== TASK PROMPT ==
Your task is to print all of the data below exactly, with no pictures included.

Natural language region descriptions
---

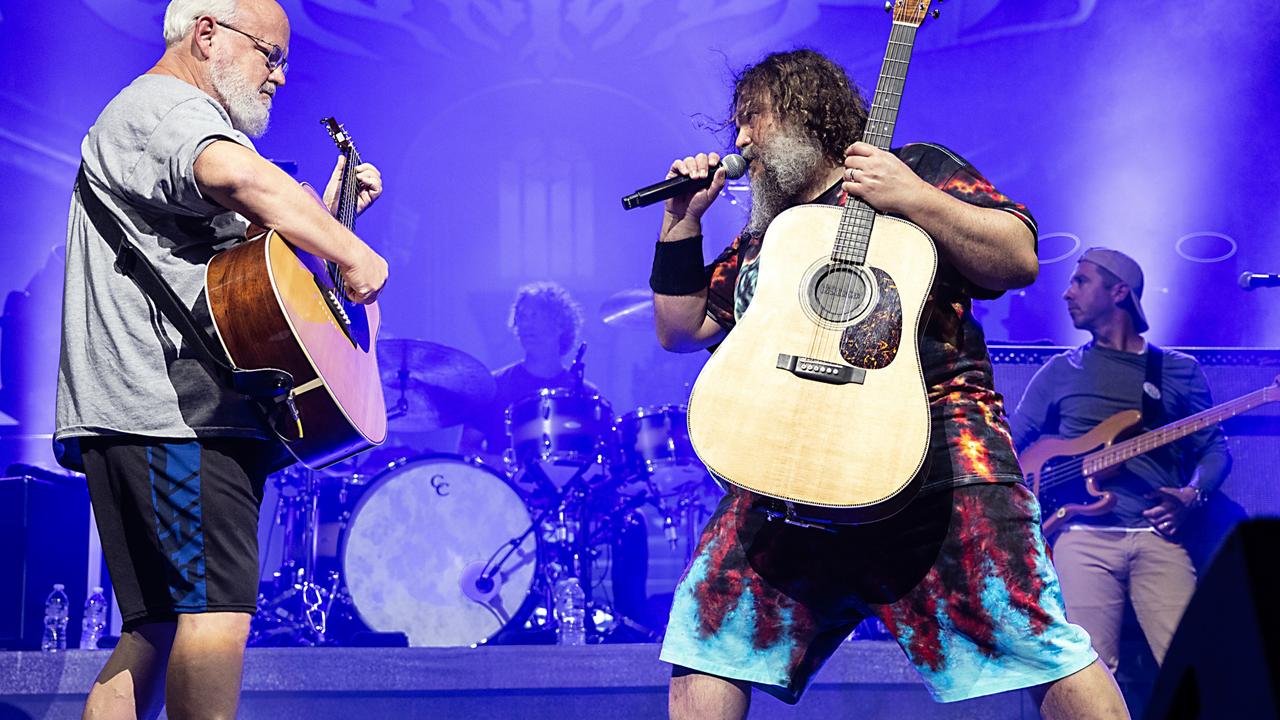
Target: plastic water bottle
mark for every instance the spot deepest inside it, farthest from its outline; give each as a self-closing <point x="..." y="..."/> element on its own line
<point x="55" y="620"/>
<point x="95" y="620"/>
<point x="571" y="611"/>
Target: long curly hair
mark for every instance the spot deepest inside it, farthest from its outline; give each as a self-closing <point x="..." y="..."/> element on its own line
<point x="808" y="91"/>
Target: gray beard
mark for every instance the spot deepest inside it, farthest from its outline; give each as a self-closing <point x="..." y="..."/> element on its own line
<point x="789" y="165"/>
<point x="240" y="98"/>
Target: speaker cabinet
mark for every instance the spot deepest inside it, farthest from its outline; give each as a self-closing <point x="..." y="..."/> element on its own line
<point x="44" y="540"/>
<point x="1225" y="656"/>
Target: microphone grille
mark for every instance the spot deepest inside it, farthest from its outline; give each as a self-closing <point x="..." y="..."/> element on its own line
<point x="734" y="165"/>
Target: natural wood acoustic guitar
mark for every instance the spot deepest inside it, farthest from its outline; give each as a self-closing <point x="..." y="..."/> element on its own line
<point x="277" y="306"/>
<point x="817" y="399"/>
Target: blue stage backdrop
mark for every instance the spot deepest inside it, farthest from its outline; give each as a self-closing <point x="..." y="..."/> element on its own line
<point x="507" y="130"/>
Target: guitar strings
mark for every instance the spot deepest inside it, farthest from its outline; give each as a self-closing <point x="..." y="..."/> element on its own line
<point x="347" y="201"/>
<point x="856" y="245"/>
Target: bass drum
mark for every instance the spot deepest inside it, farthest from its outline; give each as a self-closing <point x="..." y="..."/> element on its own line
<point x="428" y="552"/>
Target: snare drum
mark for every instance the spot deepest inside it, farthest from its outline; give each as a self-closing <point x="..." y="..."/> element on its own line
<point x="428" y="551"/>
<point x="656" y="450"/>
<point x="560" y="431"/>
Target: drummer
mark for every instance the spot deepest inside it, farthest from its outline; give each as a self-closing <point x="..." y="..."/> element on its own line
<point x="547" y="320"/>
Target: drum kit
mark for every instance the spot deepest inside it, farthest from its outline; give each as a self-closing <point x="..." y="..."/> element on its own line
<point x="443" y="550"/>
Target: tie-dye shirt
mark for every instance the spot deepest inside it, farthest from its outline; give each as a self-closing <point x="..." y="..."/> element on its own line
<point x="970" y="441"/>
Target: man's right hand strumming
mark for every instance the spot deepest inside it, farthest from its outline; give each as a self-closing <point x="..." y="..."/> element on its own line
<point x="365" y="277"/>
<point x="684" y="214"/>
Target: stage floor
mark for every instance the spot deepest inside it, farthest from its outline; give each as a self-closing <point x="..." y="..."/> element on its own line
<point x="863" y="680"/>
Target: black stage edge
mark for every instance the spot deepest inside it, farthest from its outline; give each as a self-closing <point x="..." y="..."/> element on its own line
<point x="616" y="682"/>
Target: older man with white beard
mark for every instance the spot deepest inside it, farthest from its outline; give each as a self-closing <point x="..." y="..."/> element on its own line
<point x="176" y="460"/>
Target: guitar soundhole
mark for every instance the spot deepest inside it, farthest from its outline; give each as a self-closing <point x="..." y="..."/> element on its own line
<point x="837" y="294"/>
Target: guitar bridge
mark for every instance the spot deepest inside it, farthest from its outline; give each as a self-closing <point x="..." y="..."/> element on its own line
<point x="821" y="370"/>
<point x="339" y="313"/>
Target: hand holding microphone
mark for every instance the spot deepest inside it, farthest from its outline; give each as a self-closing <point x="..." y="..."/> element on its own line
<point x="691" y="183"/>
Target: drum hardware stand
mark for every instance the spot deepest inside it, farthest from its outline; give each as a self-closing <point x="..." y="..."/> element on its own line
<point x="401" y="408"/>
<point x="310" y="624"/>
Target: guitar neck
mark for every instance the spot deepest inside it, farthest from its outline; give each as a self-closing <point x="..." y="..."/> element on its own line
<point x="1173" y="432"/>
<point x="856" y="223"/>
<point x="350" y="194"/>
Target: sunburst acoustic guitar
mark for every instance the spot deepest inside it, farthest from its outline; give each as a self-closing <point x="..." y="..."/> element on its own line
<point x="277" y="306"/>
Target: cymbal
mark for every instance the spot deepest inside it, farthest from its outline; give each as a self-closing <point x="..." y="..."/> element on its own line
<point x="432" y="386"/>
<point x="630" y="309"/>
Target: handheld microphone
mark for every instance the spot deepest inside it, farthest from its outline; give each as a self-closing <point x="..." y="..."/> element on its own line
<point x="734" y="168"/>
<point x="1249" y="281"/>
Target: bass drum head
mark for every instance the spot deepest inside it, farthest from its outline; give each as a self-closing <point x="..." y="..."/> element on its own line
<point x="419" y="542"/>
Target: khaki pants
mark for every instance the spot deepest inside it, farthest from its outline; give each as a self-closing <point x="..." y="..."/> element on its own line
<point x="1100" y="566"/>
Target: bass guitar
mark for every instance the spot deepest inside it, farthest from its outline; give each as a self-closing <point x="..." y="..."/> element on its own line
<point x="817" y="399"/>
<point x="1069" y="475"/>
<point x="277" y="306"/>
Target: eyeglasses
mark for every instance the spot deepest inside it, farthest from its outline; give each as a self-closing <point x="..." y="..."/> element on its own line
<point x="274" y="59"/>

---

== ANSWER SPACE ==
Target: plastic water bottle
mark for every instance the spot deepest inside it, farthest from its outline; give each as a self-closing <point x="..." y="..."/> element on its own line
<point x="55" y="620"/>
<point x="95" y="620"/>
<point x="571" y="611"/>
Target: long curly hair
mark for every instance the spot deepest inside it, farthest from its outline; give each as a self-closing <point x="..." y="..."/> element on its own line
<point x="808" y="91"/>
Target: gray beard
mark for every instance the spot deepest inside it, farthest from its outline; give each as a self-closing <point x="..." y="..."/> element on its own line
<point x="789" y="165"/>
<point x="240" y="98"/>
Target: speaker cabinet
mark for every instance the spot deepest inside it, farthest from its outline; give each as a self-closing <point x="..." y="..."/> element on its own line
<point x="44" y="540"/>
<point x="1225" y="656"/>
Target: microphone grille
mark for every instance the spot deepest inside it, farthest from its outline; give each as a self-closing <point x="..." y="..."/> element on its own line
<point x="734" y="165"/>
Target: natural wood acoustic guitar
mark for every instance the spot deepest inside it, farthest from its outline; give each as a self-closing <point x="..." y="..."/> element on its own line
<point x="277" y="306"/>
<point x="817" y="399"/>
Target: blue stage backdrop
mark for every instance the spot deepest inside it, farthest from its outline; give each as a self-closing <point x="..." y="..."/> element on its own line
<point x="507" y="130"/>
Target: guitar strings
mark for every instance the spot deepest inside it, farthest from its outline; give each as a self-closing <point x="..." y="..."/> element on its own line
<point x="347" y="201"/>
<point x="856" y="245"/>
Target: bass drum
mark for every instance the spot deepest inside it, farthest from its outline; give each as a self-closing <point x="..." y="..."/> element on its own line
<point x="428" y="552"/>
Target: snare drum
mark for every instance the spot deepest inside it, farthest from its outline; give each as a self-closing <point x="..." y="..."/> element on its own line
<point x="428" y="551"/>
<point x="656" y="450"/>
<point x="560" y="431"/>
Target: drummer
mark for every instance the spot deepest inside it, farthest from its outline; give each as a self-closing <point x="..." y="..."/> element on its own line
<point x="547" y="320"/>
Target: drum kit
mark for every instance the spot deepest inside it, farthest from its outline; give each as a self-closing <point x="..." y="..."/> element on its own line
<point x="443" y="550"/>
Target: tie-dye shirt
mark for every instance the spot deepest inside it, farthest from its outline; give each as a self-closing <point x="..." y="..."/> element on its own line
<point x="970" y="441"/>
Target: man's right hand strumming
mark for every instance the spot deepest inside it, farthest from its outline; give each as a self-closing <point x="..." y="..."/> element on its own line
<point x="365" y="277"/>
<point x="684" y="214"/>
Target: stage floor
mark for every instance the spot deepest inside it, farthest from its outline; give each as a self-closing <point x="..." y="..."/> element on its own line
<point x="863" y="680"/>
Target: black stage edge
mark for every instance the spot deepest inside it, farthest from its outline; give each as a self-closing <point x="..." y="..."/> element on its own line
<point x="616" y="682"/>
Target: older man with white beard
mark for every instance the spot deepest inside it, farthest from its outline; give each as a self-closing <point x="..." y="..."/> element on its own line
<point x="176" y="460"/>
Target: guitar soundhole
mark for every instance the spot deepest inside it, farthest from its outline; give each as a self-closing <point x="..." y="..."/> element on its own line
<point x="837" y="294"/>
Target: guitar bridge
mark for every instance the spot deepest inside it, farthest from its outline; give each as a self-closing <point x="..." y="..."/> element on its own line
<point x="821" y="370"/>
<point x="339" y="313"/>
Target: hand holding microphone
mark for every instance the spot deepest inside it, farthest from its outline; give each as a self-closing <point x="..." y="..."/> element on its own line
<point x="691" y="183"/>
Target: drum hardware stand
mark for every instance the spot deepest inside it, farthest from its outline; give each as a self-closing <point x="..." y="..."/> element on its own line
<point x="401" y="408"/>
<point x="310" y="624"/>
Target: guitar neck
mark for every instance the spot deepest inside it, farthest from its outline; give each as a self-closing <point x="..." y="..."/> element on its own line
<point x="1173" y="432"/>
<point x="856" y="223"/>
<point x="350" y="194"/>
Target: sunburst acoustic guitar
mark for every instance the spot deepest inside it, farthest from its outline; give each as a self-closing <point x="..." y="..."/> element on its own line
<point x="277" y="306"/>
Target: cymbal
mark for every instance the spot deepest inside it, farthest from its outline; give each as a self-closing <point x="..." y="..."/> element on its own line
<point x="432" y="386"/>
<point x="630" y="309"/>
Target: handheld microphone
mark for every instance the spot deepest inside it, farthest from its outline; give each as a self-closing <point x="..." y="..."/> element on its own line
<point x="734" y="168"/>
<point x="1249" y="281"/>
Target: bass drum head
mark for every instance the spot deepest inside it, farthest from its outline; give each as a self-closing <point x="..." y="..."/> element on its own line
<point x="419" y="542"/>
Target: khaki pants
mark for every instance the spot deepest inside it, farthest from its outline; give each as a self-closing <point x="..." y="..."/> element on its own line
<point x="1100" y="566"/>
Target: bass guitar
mark for every instance the spot deepest inside it, farthest from its outline; give each as a self-closing <point x="..." y="..."/> element on its own line
<point x="817" y="399"/>
<point x="1069" y="475"/>
<point x="277" y="306"/>
Target: eyeglasses
mark for every instance the spot deepest inside it, farthest from its outline; give each as a self-closing <point x="..." y="..."/> element on its own line
<point x="274" y="59"/>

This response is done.